What you should do — Transcribe the entire post about textural rhyme word for word.

Meandering Preamble
** I was ready to write the text of this post back in March, but I was not ready to make the images until one morning last month. And then, somehow, a month later, here we are. My current focus has since shifted to newer big ideas, but these still feel relevant to share. Maybe you’ll hear about the others in another six months.
I have been steeping myself in the visual, as if my brain needed a break from words, then suddenly with one phrase, the writer part of my brain clicked back on.
Right now I’m thinking about textural rhyme.
I came across the phrase “textural rhyme” in Sam Shifton’s NYTCooking newsletter, dated 3/23/2025, and instantly fell in love with it. He uses it to describe how cubed tofu enhances the coconut curry with potatoes and greens recipe he’ll be making for his dinner. “I’d absolutely add cubed tofu at the end, for protein and a textural rhyme with the potatoes and silky greens.”
That sounds delicious, but my brain went to the textures in illustration I’ve been thinking about all month, the colors and interesting marks swirling behind my eyes as I fall asleep.
Textural rhyme is exactly what I’ve been trying to create in my sketches lately.
But what makes textures rhyme?
Here’s a riff on some ideas the dictionary has
A correspondence in sounds
A word agreeing with another
Identity in sound
Here’s some rhymes I enjoyed in kids poems I collected during prep for a few kids poetry events I led for National Poetry Month:
But what does a rhyme look like without words?
Do certain colors rhyme?

Annotated photo localization data —
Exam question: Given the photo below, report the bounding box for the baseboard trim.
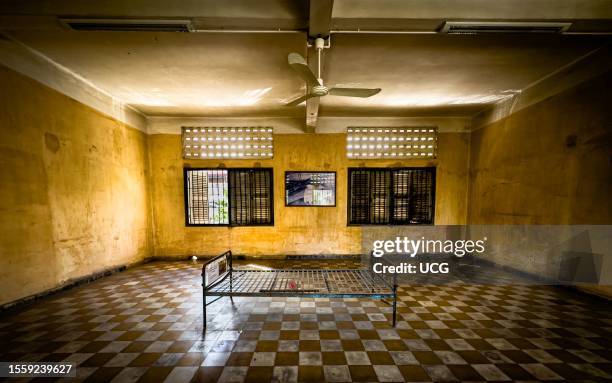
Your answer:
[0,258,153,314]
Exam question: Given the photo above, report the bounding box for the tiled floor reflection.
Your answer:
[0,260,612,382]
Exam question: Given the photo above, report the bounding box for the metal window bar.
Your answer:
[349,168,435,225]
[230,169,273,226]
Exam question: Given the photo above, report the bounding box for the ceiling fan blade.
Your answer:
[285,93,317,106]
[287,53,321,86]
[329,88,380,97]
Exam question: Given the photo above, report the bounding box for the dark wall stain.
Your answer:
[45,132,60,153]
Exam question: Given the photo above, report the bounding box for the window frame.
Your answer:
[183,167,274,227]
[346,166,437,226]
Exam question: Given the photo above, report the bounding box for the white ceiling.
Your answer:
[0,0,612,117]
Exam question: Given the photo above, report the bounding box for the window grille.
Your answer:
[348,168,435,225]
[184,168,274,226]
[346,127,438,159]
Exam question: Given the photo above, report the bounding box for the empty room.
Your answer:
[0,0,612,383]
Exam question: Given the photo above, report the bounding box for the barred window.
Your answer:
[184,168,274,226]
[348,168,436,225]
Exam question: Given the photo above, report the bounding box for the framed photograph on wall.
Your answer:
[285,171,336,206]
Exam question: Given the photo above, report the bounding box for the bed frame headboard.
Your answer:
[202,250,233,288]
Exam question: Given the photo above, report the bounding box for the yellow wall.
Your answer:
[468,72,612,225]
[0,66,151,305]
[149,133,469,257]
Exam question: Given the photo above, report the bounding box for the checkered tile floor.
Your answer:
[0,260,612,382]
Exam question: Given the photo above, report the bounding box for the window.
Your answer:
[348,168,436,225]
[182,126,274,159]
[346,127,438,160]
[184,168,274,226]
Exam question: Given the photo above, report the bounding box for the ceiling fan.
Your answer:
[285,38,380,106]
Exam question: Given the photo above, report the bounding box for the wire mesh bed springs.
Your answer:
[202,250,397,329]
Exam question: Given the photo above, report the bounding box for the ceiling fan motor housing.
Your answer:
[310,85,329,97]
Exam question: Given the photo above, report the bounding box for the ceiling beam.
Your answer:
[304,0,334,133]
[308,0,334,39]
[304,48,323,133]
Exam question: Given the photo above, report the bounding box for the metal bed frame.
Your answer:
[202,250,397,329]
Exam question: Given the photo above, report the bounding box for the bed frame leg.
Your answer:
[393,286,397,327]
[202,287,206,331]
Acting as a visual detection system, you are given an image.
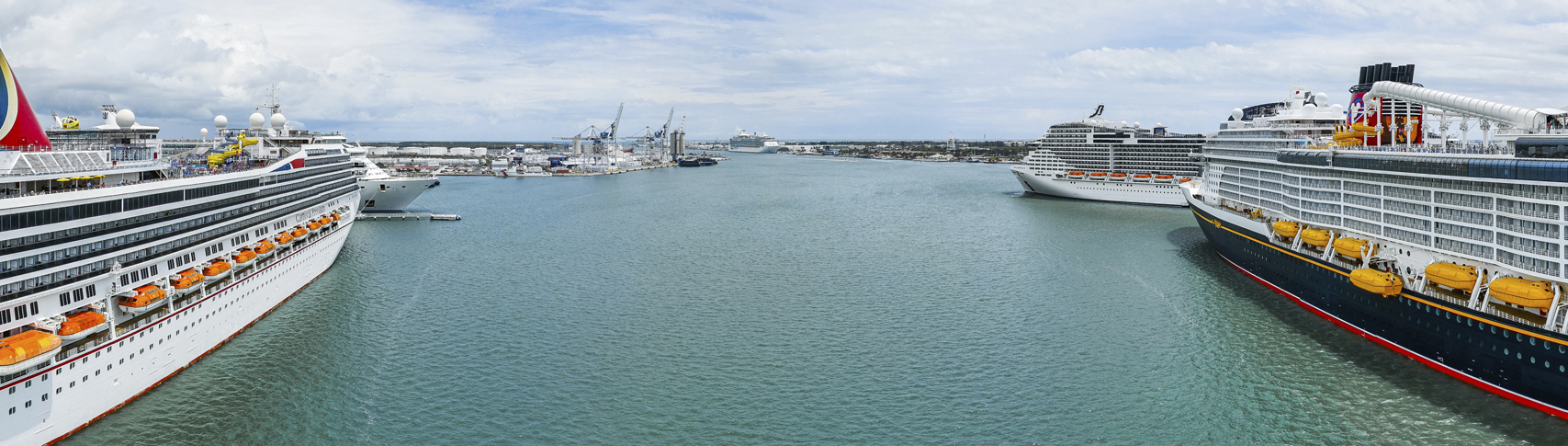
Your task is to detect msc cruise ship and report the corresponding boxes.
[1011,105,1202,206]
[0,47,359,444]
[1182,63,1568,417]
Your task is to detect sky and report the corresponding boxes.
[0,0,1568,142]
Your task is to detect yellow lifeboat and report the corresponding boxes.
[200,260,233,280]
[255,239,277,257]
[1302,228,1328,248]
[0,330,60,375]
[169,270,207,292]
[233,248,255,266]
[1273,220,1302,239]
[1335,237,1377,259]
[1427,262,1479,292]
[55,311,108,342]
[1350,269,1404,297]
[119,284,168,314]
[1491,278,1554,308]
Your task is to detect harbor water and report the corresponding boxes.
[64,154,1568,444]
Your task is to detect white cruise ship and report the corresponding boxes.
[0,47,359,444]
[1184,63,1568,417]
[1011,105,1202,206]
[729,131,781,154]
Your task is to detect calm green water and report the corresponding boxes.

Response below —
Meandering Preamble
** I was ready to write the text of this post back in March, but I was not ready to make the images until one morning last month. And then, somehow, a month later, here we are. My current focus has since shifted to newer big ideas, but these still feel relevant to share. Maybe you’ll hear about the others in another six months.
I have been steeping myself in the visual, as if my brain needed a break from words, then suddenly with one phrase, the writer part of my brain clicked back on.
Right now I’m thinking about textural rhyme.
I came across the phrase “textural rhyme” in Sam Shifton’s NYTCooking newsletter, dated 3/23/2025, and instantly fell in love with it. He uses it to describe how cubed tofu enhances the coconut curry with potatoes and greens recipe he’ll be making for his dinner. “I’d absolutely add cubed tofu at the end, for protein and a textural rhyme with the potatoes and silky greens.”
That sounds delicious, but my brain went to the textures in illustration I’ve been thinking about all month, the colors and interesting marks swirling behind my eyes as I fall asleep.
Textural rhyme is exactly what I’ve been trying to create in my sketches lately.
But what makes textures rhyme?
Here’s a riff on some ideas the dictionary has
A correspondence in sounds
A word agreeing with another
Identity in sound
Here’s some rhymes I enjoyed in kids poems I collected during prep for a few kids poetry events I led for National Poetry Month:
But what does a rhyme look like without words?
Do certain colors rhyme?